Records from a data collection
--------

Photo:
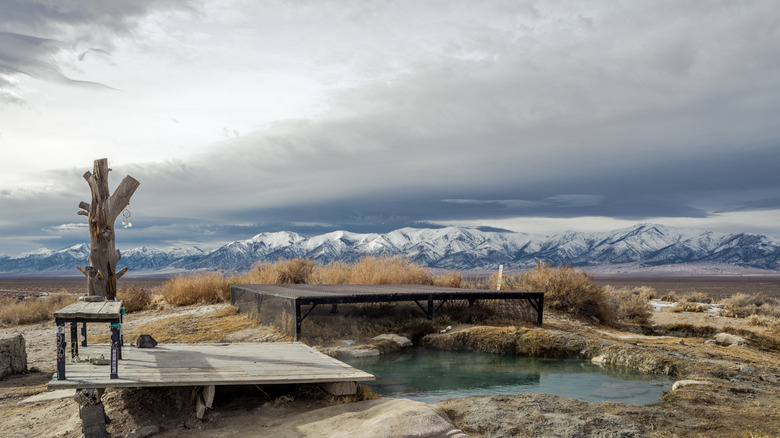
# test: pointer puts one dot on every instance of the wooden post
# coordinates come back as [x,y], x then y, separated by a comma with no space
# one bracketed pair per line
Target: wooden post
[102,213]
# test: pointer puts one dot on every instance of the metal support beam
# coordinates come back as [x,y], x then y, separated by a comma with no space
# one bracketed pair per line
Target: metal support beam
[60,350]
[74,340]
[115,350]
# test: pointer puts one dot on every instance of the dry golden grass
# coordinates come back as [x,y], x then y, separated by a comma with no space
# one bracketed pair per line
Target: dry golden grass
[188,329]
[630,306]
[568,290]
[134,299]
[333,273]
[696,297]
[202,288]
[741,305]
[29,310]
[283,271]
[449,279]
[389,270]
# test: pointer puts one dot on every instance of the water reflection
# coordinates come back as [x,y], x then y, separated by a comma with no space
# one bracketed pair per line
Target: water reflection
[431,376]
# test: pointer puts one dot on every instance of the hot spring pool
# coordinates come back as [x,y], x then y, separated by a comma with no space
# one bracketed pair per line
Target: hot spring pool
[431,376]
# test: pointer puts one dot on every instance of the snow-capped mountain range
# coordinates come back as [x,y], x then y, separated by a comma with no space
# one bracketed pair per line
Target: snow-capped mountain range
[642,247]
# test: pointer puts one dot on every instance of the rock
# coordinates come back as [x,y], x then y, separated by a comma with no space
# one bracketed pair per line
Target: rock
[340,388]
[145,341]
[683,383]
[542,415]
[376,418]
[144,432]
[13,355]
[351,352]
[402,341]
[727,339]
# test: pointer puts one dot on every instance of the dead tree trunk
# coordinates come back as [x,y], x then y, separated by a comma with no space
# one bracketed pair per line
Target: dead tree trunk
[102,212]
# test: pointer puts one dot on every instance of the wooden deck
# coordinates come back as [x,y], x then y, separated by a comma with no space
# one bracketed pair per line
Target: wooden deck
[94,311]
[209,364]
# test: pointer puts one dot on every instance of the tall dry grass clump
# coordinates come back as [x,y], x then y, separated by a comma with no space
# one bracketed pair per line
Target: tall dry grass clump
[283,271]
[630,305]
[389,270]
[449,279]
[742,305]
[568,290]
[332,273]
[201,288]
[30,310]
[134,299]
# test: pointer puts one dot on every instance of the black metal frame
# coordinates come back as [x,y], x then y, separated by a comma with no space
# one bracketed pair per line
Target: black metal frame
[536,299]
[116,341]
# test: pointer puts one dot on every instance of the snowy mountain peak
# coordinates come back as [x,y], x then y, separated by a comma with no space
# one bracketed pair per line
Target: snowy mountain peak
[642,246]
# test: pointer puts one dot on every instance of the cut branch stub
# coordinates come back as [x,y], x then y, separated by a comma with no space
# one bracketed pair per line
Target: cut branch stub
[102,212]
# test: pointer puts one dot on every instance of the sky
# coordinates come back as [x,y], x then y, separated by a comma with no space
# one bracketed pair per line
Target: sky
[239,116]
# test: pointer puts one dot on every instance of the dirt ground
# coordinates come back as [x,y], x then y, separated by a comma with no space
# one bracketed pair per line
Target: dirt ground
[740,396]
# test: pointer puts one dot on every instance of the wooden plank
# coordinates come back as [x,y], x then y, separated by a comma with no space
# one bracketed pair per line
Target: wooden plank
[210,364]
[71,310]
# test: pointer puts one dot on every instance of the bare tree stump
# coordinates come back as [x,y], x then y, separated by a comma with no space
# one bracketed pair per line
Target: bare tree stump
[102,213]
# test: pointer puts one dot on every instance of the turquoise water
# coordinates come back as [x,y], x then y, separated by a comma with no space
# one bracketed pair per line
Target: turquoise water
[431,376]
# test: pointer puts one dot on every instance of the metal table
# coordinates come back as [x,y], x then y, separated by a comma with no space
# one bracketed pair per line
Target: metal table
[88,312]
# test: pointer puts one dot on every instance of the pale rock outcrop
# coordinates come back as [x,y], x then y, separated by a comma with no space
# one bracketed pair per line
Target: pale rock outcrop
[402,341]
[683,383]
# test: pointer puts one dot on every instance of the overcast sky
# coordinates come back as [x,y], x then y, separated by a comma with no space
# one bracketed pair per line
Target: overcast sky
[239,117]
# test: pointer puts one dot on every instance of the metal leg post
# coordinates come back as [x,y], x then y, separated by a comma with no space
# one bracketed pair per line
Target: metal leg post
[60,350]
[74,340]
[115,351]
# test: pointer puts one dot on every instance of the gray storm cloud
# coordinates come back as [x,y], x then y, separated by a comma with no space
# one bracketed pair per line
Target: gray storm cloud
[612,109]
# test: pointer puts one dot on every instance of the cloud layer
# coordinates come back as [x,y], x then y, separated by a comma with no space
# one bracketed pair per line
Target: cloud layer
[373,116]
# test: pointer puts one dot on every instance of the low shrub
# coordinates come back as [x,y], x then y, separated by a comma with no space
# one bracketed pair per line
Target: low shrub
[389,270]
[569,291]
[201,288]
[630,306]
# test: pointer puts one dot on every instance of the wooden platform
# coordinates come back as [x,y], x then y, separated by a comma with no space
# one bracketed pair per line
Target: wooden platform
[210,364]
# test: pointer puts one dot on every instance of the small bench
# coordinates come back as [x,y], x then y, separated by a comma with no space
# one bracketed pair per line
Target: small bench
[88,312]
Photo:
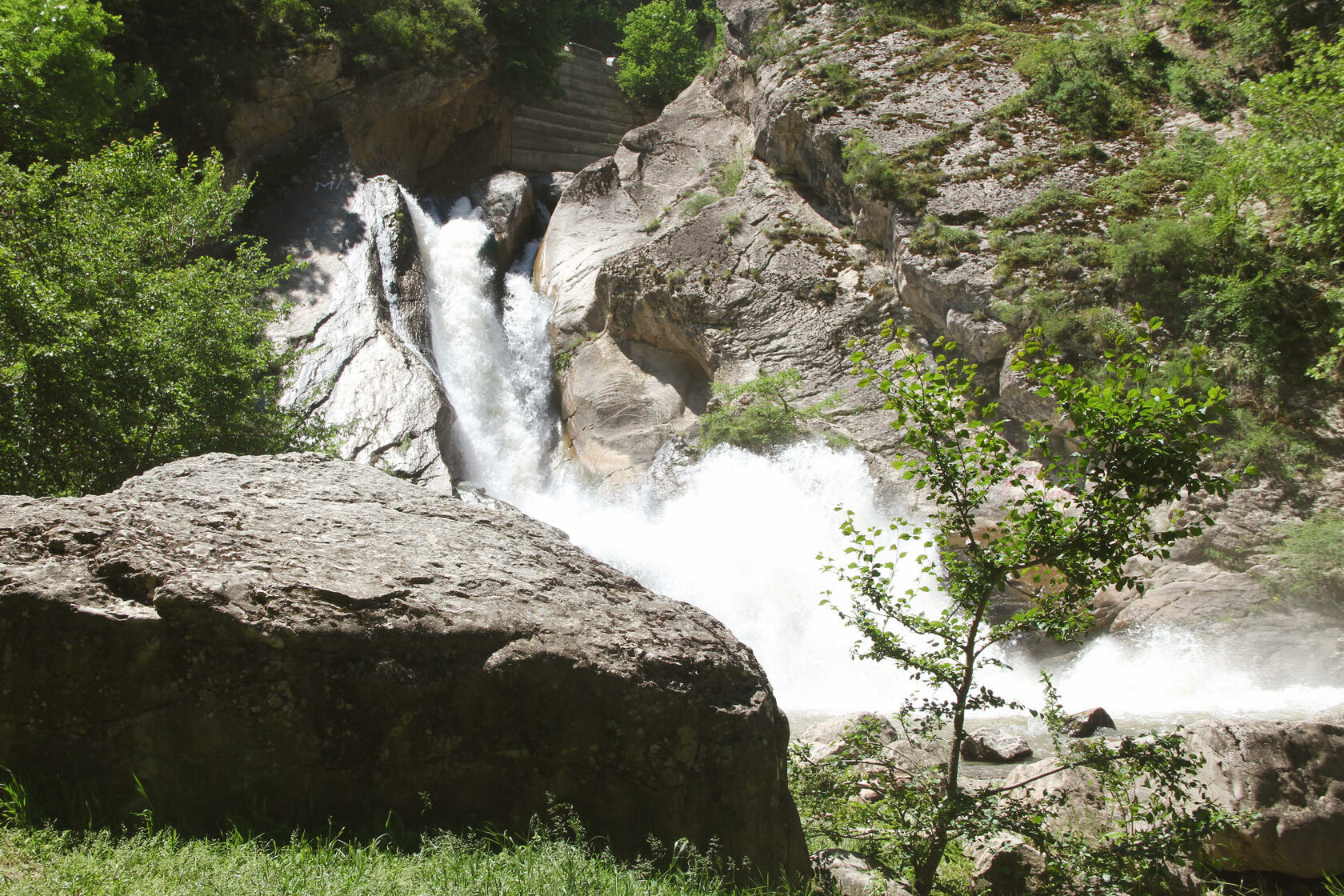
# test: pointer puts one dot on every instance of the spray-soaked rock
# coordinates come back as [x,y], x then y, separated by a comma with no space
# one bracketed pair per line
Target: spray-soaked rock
[991,745]
[1086,723]
[1289,779]
[510,210]
[358,322]
[304,638]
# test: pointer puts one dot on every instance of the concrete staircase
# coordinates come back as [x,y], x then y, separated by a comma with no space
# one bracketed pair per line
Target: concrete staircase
[585,126]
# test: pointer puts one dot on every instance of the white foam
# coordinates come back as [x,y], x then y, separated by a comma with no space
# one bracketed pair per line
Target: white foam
[738,535]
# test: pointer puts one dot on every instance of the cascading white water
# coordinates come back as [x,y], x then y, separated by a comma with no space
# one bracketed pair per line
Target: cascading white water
[738,534]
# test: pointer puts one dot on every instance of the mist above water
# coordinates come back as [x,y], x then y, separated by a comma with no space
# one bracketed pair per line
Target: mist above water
[738,535]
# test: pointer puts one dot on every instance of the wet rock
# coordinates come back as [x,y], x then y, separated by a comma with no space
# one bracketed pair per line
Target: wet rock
[316,640]
[826,737]
[1085,724]
[1290,775]
[1006,866]
[358,322]
[510,211]
[432,132]
[550,187]
[991,745]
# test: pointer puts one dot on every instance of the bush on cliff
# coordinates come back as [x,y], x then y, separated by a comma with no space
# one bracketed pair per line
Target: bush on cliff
[130,332]
[760,414]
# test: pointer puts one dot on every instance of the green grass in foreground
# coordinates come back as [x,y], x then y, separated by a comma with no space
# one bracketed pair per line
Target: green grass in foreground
[166,864]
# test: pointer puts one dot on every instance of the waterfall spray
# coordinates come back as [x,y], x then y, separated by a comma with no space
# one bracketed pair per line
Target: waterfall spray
[738,534]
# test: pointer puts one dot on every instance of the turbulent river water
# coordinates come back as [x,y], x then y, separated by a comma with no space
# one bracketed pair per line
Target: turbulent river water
[738,534]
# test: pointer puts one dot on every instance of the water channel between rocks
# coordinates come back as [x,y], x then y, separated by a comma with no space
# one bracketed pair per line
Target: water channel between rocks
[739,535]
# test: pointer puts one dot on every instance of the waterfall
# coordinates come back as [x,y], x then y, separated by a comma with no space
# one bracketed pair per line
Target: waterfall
[739,535]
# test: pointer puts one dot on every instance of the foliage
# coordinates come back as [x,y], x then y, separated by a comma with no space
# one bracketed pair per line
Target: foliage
[1094,85]
[167,864]
[1061,532]
[206,70]
[1314,554]
[885,178]
[660,50]
[57,81]
[840,89]
[698,203]
[130,334]
[1296,154]
[937,239]
[727,179]
[757,415]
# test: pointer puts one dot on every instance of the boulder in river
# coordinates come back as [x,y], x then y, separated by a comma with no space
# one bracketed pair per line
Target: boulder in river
[1086,723]
[991,745]
[314,640]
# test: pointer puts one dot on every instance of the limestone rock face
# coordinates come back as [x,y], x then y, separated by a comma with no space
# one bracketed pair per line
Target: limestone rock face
[510,210]
[428,130]
[314,638]
[1292,775]
[991,745]
[358,322]
[682,261]
[1288,775]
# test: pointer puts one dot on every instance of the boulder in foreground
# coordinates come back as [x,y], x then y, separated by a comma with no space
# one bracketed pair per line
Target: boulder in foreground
[302,638]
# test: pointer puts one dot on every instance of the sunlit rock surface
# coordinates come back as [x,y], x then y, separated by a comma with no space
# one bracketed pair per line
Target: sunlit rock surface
[306,638]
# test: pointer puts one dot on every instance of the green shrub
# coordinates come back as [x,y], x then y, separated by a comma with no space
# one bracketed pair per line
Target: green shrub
[130,330]
[698,203]
[1269,446]
[1094,86]
[840,89]
[881,176]
[1314,552]
[660,51]
[727,179]
[933,238]
[1298,150]
[757,415]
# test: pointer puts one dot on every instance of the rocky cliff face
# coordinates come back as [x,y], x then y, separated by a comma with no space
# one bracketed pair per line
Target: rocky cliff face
[306,638]
[358,322]
[668,274]
[434,134]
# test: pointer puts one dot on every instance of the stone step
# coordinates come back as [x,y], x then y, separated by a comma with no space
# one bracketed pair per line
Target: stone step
[614,102]
[586,110]
[570,120]
[542,142]
[583,69]
[565,128]
[538,162]
[597,82]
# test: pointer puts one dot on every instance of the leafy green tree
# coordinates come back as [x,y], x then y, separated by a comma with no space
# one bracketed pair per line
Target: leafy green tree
[57,81]
[1058,530]
[130,332]
[660,50]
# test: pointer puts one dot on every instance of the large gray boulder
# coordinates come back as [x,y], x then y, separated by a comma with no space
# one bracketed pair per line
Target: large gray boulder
[310,638]
[1290,775]
[510,209]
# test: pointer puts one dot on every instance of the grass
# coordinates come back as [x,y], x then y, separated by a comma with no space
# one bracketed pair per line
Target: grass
[46,862]
[697,203]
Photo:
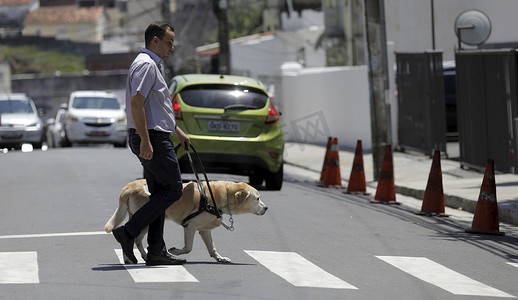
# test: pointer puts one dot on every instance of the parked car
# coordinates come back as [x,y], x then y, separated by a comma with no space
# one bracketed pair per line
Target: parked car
[95,117]
[20,122]
[55,132]
[233,125]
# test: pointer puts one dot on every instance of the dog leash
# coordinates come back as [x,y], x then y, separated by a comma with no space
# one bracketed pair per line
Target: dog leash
[204,203]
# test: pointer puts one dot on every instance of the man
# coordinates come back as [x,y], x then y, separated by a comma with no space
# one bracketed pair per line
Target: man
[150,123]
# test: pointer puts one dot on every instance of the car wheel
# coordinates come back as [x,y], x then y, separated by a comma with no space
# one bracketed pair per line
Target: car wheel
[66,143]
[273,181]
[37,145]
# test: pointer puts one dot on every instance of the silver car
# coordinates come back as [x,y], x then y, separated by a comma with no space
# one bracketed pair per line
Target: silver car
[19,122]
[95,117]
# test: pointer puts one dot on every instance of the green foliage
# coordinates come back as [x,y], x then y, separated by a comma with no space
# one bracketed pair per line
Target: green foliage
[31,59]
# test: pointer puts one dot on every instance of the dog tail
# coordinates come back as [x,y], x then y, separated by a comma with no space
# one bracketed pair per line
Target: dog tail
[120,213]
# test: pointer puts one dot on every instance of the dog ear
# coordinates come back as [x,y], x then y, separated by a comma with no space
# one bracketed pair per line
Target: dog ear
[241,196]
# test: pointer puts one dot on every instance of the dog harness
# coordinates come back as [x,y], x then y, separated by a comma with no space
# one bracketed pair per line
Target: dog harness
[205,206]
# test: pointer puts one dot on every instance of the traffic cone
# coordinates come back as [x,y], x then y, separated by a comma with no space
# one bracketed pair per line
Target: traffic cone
[485,220]
[324,166]
[433,200]
[332,176]
[357,183]
[386,191]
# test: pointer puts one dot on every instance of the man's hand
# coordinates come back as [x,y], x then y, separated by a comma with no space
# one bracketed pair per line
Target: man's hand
[185,141]
[146,150]
[139,116]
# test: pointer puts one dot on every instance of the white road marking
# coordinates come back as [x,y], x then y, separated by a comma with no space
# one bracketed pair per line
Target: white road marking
[438,275]
[19,267]
[142,273]
[26,236]
[297,270]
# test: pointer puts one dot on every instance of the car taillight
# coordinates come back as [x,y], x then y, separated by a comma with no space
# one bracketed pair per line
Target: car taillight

--------

■ Task brief
Reproduce exactly the line containing "the white road marking" and every line after it through the end of the records above, and nothing else.

■ Exercise solution
# test: pointer puts one dot on every instance of the white road marking
# coordinates come back as [x,y], x then y, separated by a comma with no space
# one bracketed pair per line
Target: white road marking
[438,275]
[19,267]
[142,273]
[26,236]
[297,270]
# test: pointer puts one dot on every instance of the car taillight
# coordinates come back as [x,y], x then y, separated by a comma with no space
# one bracketed pair per line
Target: car taillight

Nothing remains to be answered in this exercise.